\name{Pnode.NeticaNode}
\alias{Pnode.NeticaNode}
\alias{as.Pnode.NeticaNode}
\alias{PnodeNet.NeticaNode}
\alias{PnodePriorWeight.NeticaNode}
\alias{PnodeQ.NeticaNode}
\alias{PnodeRules.NeticaNode}
\alias{PnodeLink.NeticaNode}
\alias{PnodeLnAlphas.NeticaNode}
\alias{PnodeBetas.NeticaNode}
\alias{PnodeLinkScale.NeticaNode}
\title{RNetica implementation of the Pnode class}
\description{

  This documentation file describes the use of a
  \code{\link[RNetica]{NeticaNode}} object as a
  \code{\link[Peanut]{Pnode}}.  See details for descriptions of the
  methods. 

}
\usage{
\method{Pnode}{NeticaNode} (node, lnAlphas, betas, rules="Compensatory",
                            link="partialCredit", Q=TRUE, linkScale=NULL,
                            priorWeight=NULL) 
\method{as.Pnode}{NeticaNode}(x)
\method{PnodeNet}{NeticaNode}(node)
\method{PnodePriorWeight}{NeticaNode}(node)
\method{PnodeQ}{NeticaNode}(node)
\method{PnodeRules}{NeticaNode}(node)
\method{PnodeLink}{NeticaNode}(node)
\method{PnodeLnAlphas}{NeticaNode}(node)
\method{PnodeBetas}{NeticaNode}(node)
\method{PnodeLinkScale}{NeticaNode}(node)

= = = = =

INSTRUCTIONS >>
1: Print the records verbatim, starting at the line that contains "of the black" and ending at the last line of the records, with both of those lines included.
2: Write the next part of the RNetica Pnode documentation, picking up right after its last line.
The RNetica Pnode documentation and the records have no connection to each other.

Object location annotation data
= = = = =

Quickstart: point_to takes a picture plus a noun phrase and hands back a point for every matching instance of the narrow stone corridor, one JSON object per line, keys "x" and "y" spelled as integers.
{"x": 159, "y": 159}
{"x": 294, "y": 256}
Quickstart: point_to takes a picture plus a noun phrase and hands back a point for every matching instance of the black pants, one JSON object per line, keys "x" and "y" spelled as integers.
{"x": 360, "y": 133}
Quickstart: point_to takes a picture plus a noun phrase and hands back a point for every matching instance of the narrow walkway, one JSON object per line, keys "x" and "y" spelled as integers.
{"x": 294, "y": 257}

= = = = =

OUTPUTS >>
1:
Quickstart: point_to takes a picture plus a noun phrase and hands back a point for every matching instance of the black pants, one JSON object per line, keys "x" and "y" spelled as integers.
{"x": 360, "y": 133}
Quickstart: point_to takes a picture plus a noun phrase and hands back a point for every matching instance of the narrow walkway, one JSON object per line, keys "x" and "y" spelled as integers.
{"x": 294, "y": 257}

2:
}
\arguments{
  \item{x}{A \code{\link[RNetica]{NeticaNode}} object to be converted to a
    \code{Pnode} object.}
  \item{node}{A \code{\link[RNetica]{NeticaNode}} object to be manipulated
    (should also be a \code{Pnode}, but this is not checked.}
  \item{lnAlphas}{A numeric vector of list of numeric vectors giving the
    log slope parameters.  See \code{\link[Peanut]{PnodeLnAlphas}} for a
    description of this parameter.  If missing, the constructor will try
    to create a pattern of zero values appropriate to the \code{rules}
    argument and the number of parent variables.}
  \item{betas}{A numeric vector of list of numeric vectors giving the
    intercept parameters.  See \code{\link[Peanut]{PnodeBetas}} for a
    description of this parameter.  If missing, the constructor will try
    to create a pattern of zero values appropriate to the \code{rules}
    argument and the number of parent variables.}
  \item{rules}{The combination rule or a list of combination rules.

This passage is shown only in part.